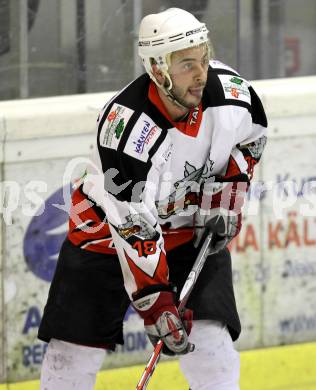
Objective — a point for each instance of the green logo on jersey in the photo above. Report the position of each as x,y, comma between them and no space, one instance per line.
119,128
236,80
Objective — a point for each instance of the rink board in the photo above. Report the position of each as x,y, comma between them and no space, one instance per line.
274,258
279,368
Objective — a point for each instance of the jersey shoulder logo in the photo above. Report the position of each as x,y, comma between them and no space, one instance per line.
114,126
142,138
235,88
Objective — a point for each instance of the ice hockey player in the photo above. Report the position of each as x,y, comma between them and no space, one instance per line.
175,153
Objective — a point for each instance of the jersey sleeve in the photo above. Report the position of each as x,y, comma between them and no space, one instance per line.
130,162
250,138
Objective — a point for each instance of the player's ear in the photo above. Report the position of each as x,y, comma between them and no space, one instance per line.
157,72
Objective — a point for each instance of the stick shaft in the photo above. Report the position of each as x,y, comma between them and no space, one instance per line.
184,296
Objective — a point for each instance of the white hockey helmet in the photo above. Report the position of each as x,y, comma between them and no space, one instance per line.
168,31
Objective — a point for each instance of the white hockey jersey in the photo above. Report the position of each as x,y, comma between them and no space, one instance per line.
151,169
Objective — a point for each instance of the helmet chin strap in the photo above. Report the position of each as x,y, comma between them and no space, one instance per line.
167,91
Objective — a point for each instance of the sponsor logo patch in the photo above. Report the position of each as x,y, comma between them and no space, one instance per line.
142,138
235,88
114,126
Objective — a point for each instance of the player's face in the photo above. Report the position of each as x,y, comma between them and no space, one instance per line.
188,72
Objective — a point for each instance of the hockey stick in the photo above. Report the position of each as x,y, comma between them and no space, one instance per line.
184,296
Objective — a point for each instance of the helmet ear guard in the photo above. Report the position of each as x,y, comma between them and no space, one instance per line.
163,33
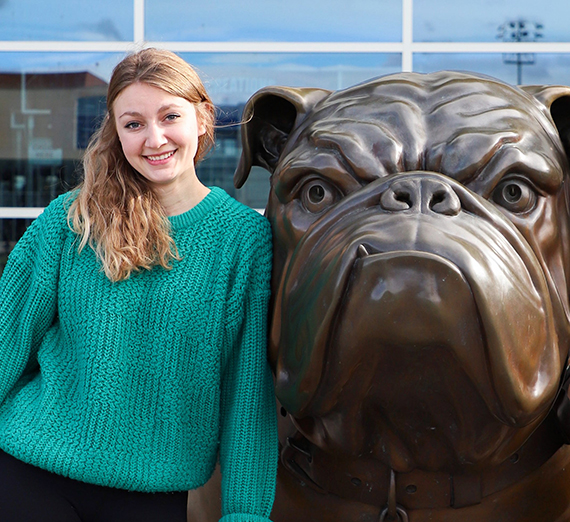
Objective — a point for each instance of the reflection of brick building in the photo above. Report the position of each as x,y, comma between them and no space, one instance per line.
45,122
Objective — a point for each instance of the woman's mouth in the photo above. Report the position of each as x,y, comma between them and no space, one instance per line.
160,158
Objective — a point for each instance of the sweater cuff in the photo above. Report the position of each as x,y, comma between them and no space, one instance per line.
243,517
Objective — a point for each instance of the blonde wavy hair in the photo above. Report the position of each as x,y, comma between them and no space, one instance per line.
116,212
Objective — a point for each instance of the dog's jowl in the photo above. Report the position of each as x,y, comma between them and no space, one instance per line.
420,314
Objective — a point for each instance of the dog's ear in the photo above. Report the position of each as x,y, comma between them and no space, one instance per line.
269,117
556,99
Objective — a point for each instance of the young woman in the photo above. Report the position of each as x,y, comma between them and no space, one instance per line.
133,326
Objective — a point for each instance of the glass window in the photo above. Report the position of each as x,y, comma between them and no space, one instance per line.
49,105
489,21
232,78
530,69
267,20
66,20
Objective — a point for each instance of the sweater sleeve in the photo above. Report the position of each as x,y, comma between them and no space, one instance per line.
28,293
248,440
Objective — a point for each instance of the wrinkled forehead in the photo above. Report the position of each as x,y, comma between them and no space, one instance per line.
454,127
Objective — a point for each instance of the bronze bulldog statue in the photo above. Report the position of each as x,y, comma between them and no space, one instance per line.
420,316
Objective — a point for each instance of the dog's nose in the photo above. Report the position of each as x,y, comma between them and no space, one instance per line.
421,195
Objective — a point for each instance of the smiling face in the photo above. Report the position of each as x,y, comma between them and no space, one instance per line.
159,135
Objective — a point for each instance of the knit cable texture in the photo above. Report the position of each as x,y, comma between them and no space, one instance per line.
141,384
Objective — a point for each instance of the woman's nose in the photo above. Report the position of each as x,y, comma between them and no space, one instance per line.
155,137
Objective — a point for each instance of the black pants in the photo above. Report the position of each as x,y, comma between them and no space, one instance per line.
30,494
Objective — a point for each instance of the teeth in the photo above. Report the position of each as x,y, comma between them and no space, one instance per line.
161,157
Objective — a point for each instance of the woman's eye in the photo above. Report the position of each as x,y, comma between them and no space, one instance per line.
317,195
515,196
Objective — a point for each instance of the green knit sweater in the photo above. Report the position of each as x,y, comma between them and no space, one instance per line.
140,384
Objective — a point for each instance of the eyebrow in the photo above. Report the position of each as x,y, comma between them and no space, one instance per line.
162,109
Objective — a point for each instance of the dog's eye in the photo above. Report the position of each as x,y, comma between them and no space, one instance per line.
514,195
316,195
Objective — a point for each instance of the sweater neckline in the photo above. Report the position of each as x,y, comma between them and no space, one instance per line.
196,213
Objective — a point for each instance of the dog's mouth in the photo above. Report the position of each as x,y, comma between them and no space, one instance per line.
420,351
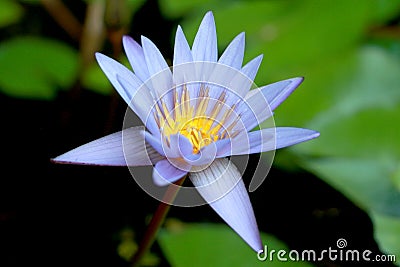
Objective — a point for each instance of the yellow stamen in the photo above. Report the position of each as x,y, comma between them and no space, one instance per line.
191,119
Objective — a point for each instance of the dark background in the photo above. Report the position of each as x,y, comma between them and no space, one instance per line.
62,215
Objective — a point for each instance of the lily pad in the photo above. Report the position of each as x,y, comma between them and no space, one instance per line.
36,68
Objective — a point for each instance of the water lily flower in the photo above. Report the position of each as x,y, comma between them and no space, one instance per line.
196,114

Your assignment
An unaltered copy of the material, without images, should be set down.

Answer section
Objective — a point for each instance of the green logo on jersey in the photo above. Report the position of each as x,y, comma between them and no space, one instance per line.
119,128
236,80
Objective — a point for each instance of the rink board in the photo above. Report the position of each as x,y, comma between them and no space, one instance per line.
274,258
279,368
Objective — a point for each instance of the jersey shoulder logo in the photo above. Report the position of each as x,y, comma between them and no space, one instance per line.
114,126
142,138
235,88
Objective — a point for each instance of the ice hockey player in the photo above. Report the position of each as x,y, comma between them and no space, one instance per line.
175,153
Objective — a point for each instance of the jersey sleeve in the photo above. Report the position of each as x,y, comma between them and no space, one instance per line.
130,162
250,138
Objective — a point for each instance of the player's ear in the photo above. Report the position of each as x,y, comma between them and no space, one instance per line.
157,72
Objective — a point for each instance of the stick shaft in the photo above. Report the position of each as x,y, comma between them and no space, one instance per line.
184,296
Objective — a point for each instance of the white hockey helmet in the photo above. Report the position of each as x,y, comma between them and no space, one instance per line.
168,31
Objective — a point for each instance of the white hockey jersey in the photo above. Report the position of each as x,y, comma between them and no space, one instance per line.
151,169
Objective — a point for each instance of the helmet chin strap in the photo above. Report the position of each as x,y, comma between them and no space, one instance per line.
167,91
Objective — a point for each instance of the sponsor logo patch in the photo above. Report the position of each as x,y, comma between them and no space, one instance per line.
142,138
235,88
114,126
Objective — a point for each instance of the player's face in the photo above. Report the position of each as x,y, comma between them and no space, one instance per line.
188,72
Objective — a point for each instance of the hockey stick in the photo above. Report the position of each as x,y, comma between them and no space, one instance per line.
184,296
Objective — a point for each instance of the helmet ear guard in the photo above. Report the position of each as x,y, comma between them and no space, one instance per line.
163,33
Objective — a point for each instance of the reflection of brick building in the photo above. Report the position of each as x,y, comma between them and no space, one instance per line.
45,122
Objective — a point for each instance of the woman's mouth in the photo above. Report the position of each as x,y, comma between them and no space, one instance per line.
160,158
Objective — a point for each instance of the sweater cuff in the photo above. Report the position of each as x,y, comma between them and no space, one instance per line.
243,517
Objective — a point for each instance of the blonde wavy hair in the photo above. Report the position of each as x,y, comma between them and no space, one instance per line.
116,212
Objective — a point for each instance of the dog's jowl in the photo above. Report the position of each as x,y, comma between them and no space, one instance per line.
420,314
Objective — a point for each instance of the dog's ear in the photo above. Report the position of each as x,y, comma between them and no space, one instance per line.
269,117
556,99
Objective — a point for each instance of the young woman in the photo above. Report the position of each as x,y, comma between them and no space, one instance per line.
133,326
Objective — a point for each instance of the glass window in the photo above. Report the position of each as x,y, comma between them and no space, one instance per line.
49,105
489,21
232,78
530,69
267,20
66,20
Objective — a point for each instance of the sweater sleeve in the photo above. Report the position of each as x,y, comma between them and no space, one instance per line.
28,293
248,440
Objective — a point for each instance of the wrinkled forehead in the photo above. Report the position of each as x,y, comma between them and no space, one instance per line.
454,127
Objective — a point for each instance of the bronze bulldog statue in the photo above. Report the position of each as x,y, comma between them and no space, one instance per line.
420,316
Objective — a point for each instance of the dog's nose in the photo above. Report the position of each as x,y, comma between them and no space, one instance per line.
421,195
Objective — a point for each instance of the smiling face in the photo above. Report the position of each as x,y, comma between them and no space, one instance per line.
159,135
Objective — a point for each instance of the knit cable texture in the photo above. Report the position of each as x,y, comma between them and no space, one instance per line.
141,384
Objective — a point for each instance of the woman's nose in the photo above. Report the position of each as x,y, comma between them and no space, one instance per line.
155,137
Objective — a point for each instance of the black pants in the photo above. Report the position of each as x,y, comma between them and no space, one instance per line.
30,494
Objective — a point for each instance of the teeth in the photo above. Report the position of each as x,y, comma between them and no space, one instance per line.
161,157
Objective — a point for each instance of the woman's eye in the photo above. Report the position of each as x,y, comma between them and no space, one instance per line.
317,195
515,196
Objective — a point for each instance of the green knit sweater in the photo above. Report the position of each as x,y, comma between them and no space, one instance per line.
140,384
Objective — a point for each instance of the eyebrow in the photo above. Report the position of each as x,y, comma between them and no space, one instance per line.
162,109
Objective — a point for each instance of the dog's eye in the photo above. Report the position of each as x,y, comma between them and no space, one instance per line.
514,195
316,195
Objective — a point for each instance of the sweater neckline in the photo above. Report the position of each as x,y, comma between them and no space, one instance per line.
196,213
Objective — a point for each instance of the dog's mouth in the photo above. Report the position of each as x,y, comma between them and no space, one instance per line.
420,351
Objective — a point for each instance of the yellow stamen in the photo above. Report the position of each as x,y, comma between them and no space, one instance per line.
191,119
Objective — a point for each instance of the dark background in the photo above. Report the position of each as x,y, comma between them and no space, one instance per line.
62,215
Objective — a point for each instance of the lily pad in the photo above. Report the position of each as x,y, comma between them and no space, one instance per line.
36,68
Objective — a point for each instance of the water lily flower in the photo above. Report the position of each as x,y, comma between them and no space, one instance per line.
196,114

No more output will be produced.